◆ **Sayfa Alıntısı**:
İş Ortaklığı
6 Aralık 2021 Sirkü 1594
Kurumlar Vergisi Kanununun 2’nci maddesinin yedinci fıkrasında iş ortaklıkları, aynı maddenin diğer fıkralarında yazılı kurumların kendi aralarında veya şahıs ortaklıkları ya da gerçek kişilerle, belli bir işin yapılmasını ortaklaşa yüklenmek ve kazancını paylaşmak amacıyla kurdukları ortaklıklardan bu şekilde mükellefiyet tesis edilmesini talep edenler olarak tanımlanmıştır.
İş ortaklıkları kazanç paylaşımı amacıyla kurulan ortaklıklar olup ortaklar, belli bir işin birlikte yapılmasını yüklenmektedirler.

◆ **Görevler**:
1. İş ortaklığı metnine göre şu soruları yanıtlayın:
(a) İş ortaklıklarının tanımı hangi kanunun hangi madde ve fıkrasında yer alıyor?
(b) Metindeki sirkülerin tarihi ve numarası nedir?
(c) Son cümleye göre ortaklar neyi yüklenmektedir?
2. İş ortaklığı metninde kurumların iş ortaklığı kurabileceği tarafların hepsini sıralayın.
3. İş ortaklığı metninden "İş Ortaklığı" ile başlayıp "birlikte yapılmasını yüklenmektedirler." ifadesine kadar uzanan bölümü olduğu gibi aktarın.
Bu kayıtlar başka bir kaynaktan alınmıştır.

◆ **Bir etiketleme veri kümesinden kayıtlar**:
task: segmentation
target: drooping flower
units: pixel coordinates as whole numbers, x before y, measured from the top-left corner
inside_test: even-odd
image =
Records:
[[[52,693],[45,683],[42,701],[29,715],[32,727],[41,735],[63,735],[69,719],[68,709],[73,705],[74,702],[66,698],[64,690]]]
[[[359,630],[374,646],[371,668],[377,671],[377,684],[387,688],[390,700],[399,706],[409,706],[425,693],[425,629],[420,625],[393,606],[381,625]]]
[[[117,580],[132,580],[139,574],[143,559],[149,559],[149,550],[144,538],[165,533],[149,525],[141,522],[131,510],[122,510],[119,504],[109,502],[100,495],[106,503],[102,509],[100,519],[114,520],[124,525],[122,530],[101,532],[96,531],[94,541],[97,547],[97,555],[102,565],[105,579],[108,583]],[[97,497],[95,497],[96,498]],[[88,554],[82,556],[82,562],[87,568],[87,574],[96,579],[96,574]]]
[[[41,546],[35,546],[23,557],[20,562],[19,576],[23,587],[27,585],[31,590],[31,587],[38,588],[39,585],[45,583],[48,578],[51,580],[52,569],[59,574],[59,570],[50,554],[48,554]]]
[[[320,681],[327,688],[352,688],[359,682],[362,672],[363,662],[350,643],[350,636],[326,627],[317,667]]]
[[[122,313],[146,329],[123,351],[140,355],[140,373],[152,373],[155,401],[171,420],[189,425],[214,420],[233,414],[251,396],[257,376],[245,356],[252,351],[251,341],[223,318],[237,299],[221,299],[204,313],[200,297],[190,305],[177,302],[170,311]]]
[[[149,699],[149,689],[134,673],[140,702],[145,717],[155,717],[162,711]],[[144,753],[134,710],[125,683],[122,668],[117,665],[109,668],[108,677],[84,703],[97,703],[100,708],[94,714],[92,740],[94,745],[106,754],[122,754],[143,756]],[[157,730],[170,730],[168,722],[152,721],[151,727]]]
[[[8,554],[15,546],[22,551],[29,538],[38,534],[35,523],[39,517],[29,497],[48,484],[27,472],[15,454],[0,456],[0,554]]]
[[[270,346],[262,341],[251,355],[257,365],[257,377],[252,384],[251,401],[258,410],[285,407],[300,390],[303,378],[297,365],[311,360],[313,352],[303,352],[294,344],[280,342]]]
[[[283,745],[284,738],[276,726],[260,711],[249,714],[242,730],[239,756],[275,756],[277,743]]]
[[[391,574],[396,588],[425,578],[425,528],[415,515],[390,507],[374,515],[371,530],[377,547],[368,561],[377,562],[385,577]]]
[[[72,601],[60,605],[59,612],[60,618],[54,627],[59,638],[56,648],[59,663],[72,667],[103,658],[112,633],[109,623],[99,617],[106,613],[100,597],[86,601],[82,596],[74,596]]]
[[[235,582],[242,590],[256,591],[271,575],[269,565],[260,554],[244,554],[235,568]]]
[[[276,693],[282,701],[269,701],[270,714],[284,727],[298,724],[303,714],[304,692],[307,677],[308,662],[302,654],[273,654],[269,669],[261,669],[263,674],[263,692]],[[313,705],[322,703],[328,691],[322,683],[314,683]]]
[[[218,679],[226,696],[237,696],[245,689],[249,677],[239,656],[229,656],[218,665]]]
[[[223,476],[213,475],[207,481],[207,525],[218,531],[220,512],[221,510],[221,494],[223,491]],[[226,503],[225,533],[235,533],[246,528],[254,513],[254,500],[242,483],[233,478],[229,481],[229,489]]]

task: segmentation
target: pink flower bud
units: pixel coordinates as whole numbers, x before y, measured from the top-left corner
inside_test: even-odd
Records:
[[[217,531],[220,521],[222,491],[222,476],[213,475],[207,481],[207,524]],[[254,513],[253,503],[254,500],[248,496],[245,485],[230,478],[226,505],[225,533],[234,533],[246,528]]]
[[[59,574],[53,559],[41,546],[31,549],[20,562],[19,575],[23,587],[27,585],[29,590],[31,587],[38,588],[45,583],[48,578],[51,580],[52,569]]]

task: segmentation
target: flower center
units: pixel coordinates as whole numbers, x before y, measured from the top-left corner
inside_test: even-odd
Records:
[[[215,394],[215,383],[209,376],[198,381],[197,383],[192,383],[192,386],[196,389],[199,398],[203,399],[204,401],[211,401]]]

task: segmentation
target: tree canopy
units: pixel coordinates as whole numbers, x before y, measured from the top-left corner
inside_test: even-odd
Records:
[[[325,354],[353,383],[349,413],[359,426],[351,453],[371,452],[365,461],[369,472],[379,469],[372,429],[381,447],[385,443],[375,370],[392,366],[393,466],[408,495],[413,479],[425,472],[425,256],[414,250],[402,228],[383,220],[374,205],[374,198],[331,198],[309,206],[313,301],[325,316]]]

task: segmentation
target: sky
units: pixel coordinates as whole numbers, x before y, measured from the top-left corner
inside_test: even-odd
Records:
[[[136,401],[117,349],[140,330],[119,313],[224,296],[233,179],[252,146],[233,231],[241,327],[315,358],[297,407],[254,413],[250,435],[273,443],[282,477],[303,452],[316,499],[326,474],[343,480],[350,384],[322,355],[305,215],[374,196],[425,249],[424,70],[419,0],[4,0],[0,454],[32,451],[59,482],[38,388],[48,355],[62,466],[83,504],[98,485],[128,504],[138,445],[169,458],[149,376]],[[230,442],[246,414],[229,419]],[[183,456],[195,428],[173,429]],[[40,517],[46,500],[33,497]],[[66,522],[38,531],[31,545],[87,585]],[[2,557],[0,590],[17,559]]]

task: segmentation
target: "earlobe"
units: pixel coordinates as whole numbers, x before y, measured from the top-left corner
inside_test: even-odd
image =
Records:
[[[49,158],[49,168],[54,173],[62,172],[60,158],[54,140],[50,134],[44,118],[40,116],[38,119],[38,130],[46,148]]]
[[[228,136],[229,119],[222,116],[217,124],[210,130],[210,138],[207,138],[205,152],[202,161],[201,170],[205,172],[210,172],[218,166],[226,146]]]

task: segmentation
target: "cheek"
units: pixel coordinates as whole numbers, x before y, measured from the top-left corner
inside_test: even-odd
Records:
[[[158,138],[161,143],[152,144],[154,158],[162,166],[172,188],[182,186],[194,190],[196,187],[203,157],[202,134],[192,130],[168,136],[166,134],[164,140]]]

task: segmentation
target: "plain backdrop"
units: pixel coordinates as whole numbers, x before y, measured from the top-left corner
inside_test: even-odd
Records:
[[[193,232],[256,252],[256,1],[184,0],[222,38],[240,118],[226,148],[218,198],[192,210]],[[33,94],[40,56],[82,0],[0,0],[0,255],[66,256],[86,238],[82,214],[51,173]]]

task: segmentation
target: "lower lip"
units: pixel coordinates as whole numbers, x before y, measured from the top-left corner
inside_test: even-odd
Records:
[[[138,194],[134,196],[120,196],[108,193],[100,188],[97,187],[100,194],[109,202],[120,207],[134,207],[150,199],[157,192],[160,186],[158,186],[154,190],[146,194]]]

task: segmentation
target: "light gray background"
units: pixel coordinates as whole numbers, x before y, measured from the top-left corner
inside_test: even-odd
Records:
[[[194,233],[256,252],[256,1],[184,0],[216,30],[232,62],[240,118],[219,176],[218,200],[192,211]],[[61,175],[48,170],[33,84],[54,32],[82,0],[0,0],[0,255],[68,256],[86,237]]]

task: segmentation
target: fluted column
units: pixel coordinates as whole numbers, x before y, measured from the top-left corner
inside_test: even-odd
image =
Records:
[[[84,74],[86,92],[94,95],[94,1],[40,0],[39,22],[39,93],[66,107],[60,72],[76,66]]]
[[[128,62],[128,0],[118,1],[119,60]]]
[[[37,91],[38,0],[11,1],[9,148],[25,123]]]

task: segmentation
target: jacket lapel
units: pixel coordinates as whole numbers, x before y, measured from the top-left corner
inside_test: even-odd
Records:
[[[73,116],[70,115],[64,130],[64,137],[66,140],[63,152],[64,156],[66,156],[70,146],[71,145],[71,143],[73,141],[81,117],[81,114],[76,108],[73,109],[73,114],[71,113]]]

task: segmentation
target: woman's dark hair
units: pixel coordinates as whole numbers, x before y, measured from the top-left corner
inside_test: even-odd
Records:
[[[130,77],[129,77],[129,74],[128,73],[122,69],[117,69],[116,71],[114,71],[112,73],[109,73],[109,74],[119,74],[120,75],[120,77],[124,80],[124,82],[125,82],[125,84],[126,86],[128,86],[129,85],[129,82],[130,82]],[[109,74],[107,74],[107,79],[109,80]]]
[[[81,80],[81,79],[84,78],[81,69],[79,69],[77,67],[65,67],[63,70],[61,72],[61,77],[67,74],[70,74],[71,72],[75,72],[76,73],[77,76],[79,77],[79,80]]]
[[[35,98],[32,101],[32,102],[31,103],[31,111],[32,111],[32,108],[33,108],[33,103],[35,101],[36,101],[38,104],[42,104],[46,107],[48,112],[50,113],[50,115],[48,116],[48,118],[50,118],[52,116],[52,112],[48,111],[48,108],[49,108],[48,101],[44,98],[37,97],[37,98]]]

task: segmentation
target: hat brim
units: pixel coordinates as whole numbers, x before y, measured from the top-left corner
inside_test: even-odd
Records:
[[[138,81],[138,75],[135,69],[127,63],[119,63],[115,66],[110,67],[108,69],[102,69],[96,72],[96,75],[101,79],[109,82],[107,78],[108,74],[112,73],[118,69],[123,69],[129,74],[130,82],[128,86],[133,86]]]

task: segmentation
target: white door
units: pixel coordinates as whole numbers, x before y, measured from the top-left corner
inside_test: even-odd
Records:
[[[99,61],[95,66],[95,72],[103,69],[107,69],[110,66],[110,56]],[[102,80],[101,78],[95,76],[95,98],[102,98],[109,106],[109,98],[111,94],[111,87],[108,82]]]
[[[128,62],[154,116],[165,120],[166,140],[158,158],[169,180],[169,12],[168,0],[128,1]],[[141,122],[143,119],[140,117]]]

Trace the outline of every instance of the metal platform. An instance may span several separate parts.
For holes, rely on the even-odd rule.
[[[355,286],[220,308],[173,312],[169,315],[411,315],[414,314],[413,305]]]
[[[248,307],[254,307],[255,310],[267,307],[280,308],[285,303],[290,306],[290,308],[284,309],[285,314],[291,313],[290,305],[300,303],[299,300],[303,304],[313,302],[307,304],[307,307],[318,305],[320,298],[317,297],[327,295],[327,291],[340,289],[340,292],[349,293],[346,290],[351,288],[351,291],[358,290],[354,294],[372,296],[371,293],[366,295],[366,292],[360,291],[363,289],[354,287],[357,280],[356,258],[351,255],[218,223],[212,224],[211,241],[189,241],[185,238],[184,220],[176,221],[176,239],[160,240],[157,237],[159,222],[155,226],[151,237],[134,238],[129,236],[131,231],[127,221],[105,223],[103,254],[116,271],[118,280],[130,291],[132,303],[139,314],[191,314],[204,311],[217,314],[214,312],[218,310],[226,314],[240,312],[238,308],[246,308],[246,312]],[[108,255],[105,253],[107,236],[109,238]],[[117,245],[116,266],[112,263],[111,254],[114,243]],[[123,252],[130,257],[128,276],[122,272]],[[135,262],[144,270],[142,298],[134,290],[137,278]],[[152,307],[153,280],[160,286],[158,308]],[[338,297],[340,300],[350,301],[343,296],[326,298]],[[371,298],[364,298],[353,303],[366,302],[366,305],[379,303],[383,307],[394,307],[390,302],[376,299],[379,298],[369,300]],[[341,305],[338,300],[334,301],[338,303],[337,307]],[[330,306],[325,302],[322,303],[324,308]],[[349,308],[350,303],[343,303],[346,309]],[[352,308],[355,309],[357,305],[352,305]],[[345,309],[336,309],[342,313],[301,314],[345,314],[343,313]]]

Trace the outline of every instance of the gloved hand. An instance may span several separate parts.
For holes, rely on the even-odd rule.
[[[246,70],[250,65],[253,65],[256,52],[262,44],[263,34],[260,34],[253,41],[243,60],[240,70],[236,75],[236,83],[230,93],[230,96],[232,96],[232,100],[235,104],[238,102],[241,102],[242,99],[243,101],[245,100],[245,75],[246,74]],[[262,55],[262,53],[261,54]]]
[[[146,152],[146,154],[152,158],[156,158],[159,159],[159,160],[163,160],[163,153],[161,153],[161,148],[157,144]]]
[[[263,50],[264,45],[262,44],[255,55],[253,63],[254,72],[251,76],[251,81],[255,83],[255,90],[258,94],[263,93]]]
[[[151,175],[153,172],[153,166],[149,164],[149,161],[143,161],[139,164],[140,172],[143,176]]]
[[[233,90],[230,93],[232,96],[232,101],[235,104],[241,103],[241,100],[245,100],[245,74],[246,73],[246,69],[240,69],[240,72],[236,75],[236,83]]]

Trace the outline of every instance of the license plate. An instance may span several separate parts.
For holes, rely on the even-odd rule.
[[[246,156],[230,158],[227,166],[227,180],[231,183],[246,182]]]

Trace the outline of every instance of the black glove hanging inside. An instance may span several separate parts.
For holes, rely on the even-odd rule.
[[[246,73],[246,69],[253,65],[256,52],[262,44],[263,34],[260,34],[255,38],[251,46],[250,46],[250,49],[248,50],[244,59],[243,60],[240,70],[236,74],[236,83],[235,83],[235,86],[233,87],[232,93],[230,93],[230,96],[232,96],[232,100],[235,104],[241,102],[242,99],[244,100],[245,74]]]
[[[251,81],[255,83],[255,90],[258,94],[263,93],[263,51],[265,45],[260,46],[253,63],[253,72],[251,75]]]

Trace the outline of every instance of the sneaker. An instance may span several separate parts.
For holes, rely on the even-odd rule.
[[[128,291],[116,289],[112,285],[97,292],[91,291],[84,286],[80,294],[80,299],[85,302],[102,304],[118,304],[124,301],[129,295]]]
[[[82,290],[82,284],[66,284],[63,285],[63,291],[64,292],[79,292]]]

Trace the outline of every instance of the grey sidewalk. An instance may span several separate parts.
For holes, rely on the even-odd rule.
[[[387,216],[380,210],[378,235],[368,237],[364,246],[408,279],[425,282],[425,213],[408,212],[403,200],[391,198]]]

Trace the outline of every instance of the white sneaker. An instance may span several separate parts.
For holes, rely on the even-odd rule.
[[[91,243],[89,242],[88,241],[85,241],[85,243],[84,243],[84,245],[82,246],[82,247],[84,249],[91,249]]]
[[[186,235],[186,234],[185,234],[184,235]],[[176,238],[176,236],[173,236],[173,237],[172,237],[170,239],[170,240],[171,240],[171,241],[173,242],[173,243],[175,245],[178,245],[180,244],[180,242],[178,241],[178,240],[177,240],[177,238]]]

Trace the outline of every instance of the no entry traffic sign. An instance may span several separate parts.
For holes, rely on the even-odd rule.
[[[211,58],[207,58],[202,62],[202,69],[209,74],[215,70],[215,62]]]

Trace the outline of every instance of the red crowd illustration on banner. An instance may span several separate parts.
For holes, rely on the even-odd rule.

◆ **Görev Yanıtları**:
1.
(a) Kurumlar Vergisi Kanununun 2'nci maddesinin yedinci fıkrasında.
(b) 6 Aralık 2021, Sirkü 1594.
(c) Belli bir işin birlikte yapılmasını.

2.
- Kurumların kendileri (kendi aralarında)
- Şahıs ortaklıkları
- Gerçek kişiler

3.
İş Ortaklığı
6 Aralık 2021 Sirkü 1594
Kurumlar Vergisi Kanununun 2’nci maddesinin yedinci fıkrasında iş ortaklıkları, aynı maddenin diğer fıkralarında yazılı kurumların kendi aralarında veya şahıs ortaklıkları ya da gerçek kişilerle, belli bir işin yapılmasını ortaklaşa yüklenmek ve kazancını paylaşmak amacıyla kurdukları ortaklıklardan bu şekilde mükellefiyet tesis edilmesini talep edenler olarak tanımlanmıştır.
İş ortaklıkları kazanç paylaşımı amacıyla kurulan ortaklıklar olup ortaklar, belli bir işin birlikte yapılmasını yüklenmektedirler.